[Set task] Extract all data as written.

[Point labeling examples]
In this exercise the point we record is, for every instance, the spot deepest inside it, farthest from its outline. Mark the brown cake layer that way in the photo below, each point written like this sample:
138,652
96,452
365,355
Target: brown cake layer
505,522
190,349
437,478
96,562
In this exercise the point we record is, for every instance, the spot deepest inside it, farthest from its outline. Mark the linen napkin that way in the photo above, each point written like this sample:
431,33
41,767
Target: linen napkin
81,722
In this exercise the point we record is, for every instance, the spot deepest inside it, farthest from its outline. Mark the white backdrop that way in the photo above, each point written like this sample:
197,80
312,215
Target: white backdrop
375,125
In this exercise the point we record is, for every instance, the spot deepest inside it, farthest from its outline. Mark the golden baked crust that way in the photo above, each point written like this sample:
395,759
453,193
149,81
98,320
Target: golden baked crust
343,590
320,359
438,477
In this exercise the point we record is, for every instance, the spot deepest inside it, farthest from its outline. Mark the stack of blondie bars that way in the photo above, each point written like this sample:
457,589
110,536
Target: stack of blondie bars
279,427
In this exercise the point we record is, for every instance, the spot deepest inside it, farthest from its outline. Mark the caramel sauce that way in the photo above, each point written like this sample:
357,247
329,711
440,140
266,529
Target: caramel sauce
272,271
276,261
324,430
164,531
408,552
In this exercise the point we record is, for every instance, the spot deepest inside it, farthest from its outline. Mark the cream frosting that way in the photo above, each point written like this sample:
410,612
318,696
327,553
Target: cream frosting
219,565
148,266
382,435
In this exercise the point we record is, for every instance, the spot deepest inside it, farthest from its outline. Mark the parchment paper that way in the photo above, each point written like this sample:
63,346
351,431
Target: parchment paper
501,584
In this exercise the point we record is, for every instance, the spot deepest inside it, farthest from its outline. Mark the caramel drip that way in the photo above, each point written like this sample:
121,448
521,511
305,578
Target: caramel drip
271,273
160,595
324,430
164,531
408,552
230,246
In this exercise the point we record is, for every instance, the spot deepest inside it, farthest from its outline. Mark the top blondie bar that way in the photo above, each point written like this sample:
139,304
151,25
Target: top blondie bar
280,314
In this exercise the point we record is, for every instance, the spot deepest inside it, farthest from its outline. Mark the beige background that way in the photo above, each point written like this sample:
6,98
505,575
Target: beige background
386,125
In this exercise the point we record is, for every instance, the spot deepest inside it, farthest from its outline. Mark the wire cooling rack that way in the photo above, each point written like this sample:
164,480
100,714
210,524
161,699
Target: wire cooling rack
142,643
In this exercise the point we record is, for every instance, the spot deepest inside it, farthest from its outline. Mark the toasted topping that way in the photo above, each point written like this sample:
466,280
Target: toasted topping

[Answer in full]
In this exercise the point we record is, for every instance, the spot deepest inside it, farthest from its outline. Mark the brown cake layer that way in the photo below, each point written like this sample:
138,652
96,452
365,355
Target: brown cake layer
505,522
190,349
437,478
96,562
In this exercise the point we record is, for every instance, the spot deepest inside it, farthest from its outline. Mark the linen napkin that way in the photo above, each point written like this sample:
431,33
41,767
Target: linen napkin
81,722
In this exercise the point we record is, for every instance, the spot deepest inside it, farthest from its outline. Mark the white backdrop that way in the photo above, each point written like this sample:
197,80
312,215
Target: white backdrop
375,125
In this exercise the point we record is, for every instance, the spot deepest inside it, farthest from its outline. Mark the golden baked crust that way in the photo above, each point written like this sample:
395,759
453,193
149,81
98,320
Target: golden baked crust
343,590
320,359
438,477
In this exercise the point we record is, for every instance, the spot deepest inside it, farthest from its outline. Mark the stack of blondie bars that way in the photo above, each point written like this sample:
457,589
110,536
Target: stack of blondie bars
279,427
In this exercise the point we record is, for every instance, the spot deepest inside it, farthest from its outline. Mark the caramel sauce that way in the photo above, each point written like this sample:
357,247
329,711
440,140
266,529
Target: caramel sauce
272,271
276,261
324,430
164,531
408,552
In this exercise the point we record is, for every instance, the spot deepest inside it, farthest from its outline. Mark the cream frosting that way in the photo above, each point written like this sample:
410,612
318,696
327,553
Target: cream frosting
219,565
148,266
382,435
In this exercise the point we record is, for every instance, the spot deepest inside it, farthest from its outline. Mark the parchment paper that way in the photo above, each point written like this sample:
63,346
351,431
Target: parchment paper
501,584
In this exercise the point we record is, for every instance, the spot deepest inside it, farthest from its outline. Mark the caramel drip that way in the photo above, each point written like this sample:
121,448
521,511
305,578
Target: caramel drip
271,273
160,595
324,430
164,531
408,552
230,246
In this exercise the point we record is, for every instance, the spot deepest inside it, farthest from its outline. Mark the top blondie bar that way in the photo above, each point written like this sample:
139,304
151,25
Target: top blondie bar
280,314
In this exercise the point we record is, for every instance, the spot deepest inside it, farthest from its outline. Mark the beige background that way in the photo above, each point written like this sample:
6,98
505,575
Target: beige background
386,125
In this exercise the point we record is, for every instance, the spot deepest inside it, farthest from its outline. Mark the wire cooling rack that way in the photo above, each point written like this sample:
164,480
100,714
210,524
161,699
Target: wire cooling rack
142,643
In this exercise the point we record is, for every instance, the spot deepest inside it, farthest from its outline. Mark the toasted topping that way in the photo above, each point written like this sample:
466,280
Target: toasted topping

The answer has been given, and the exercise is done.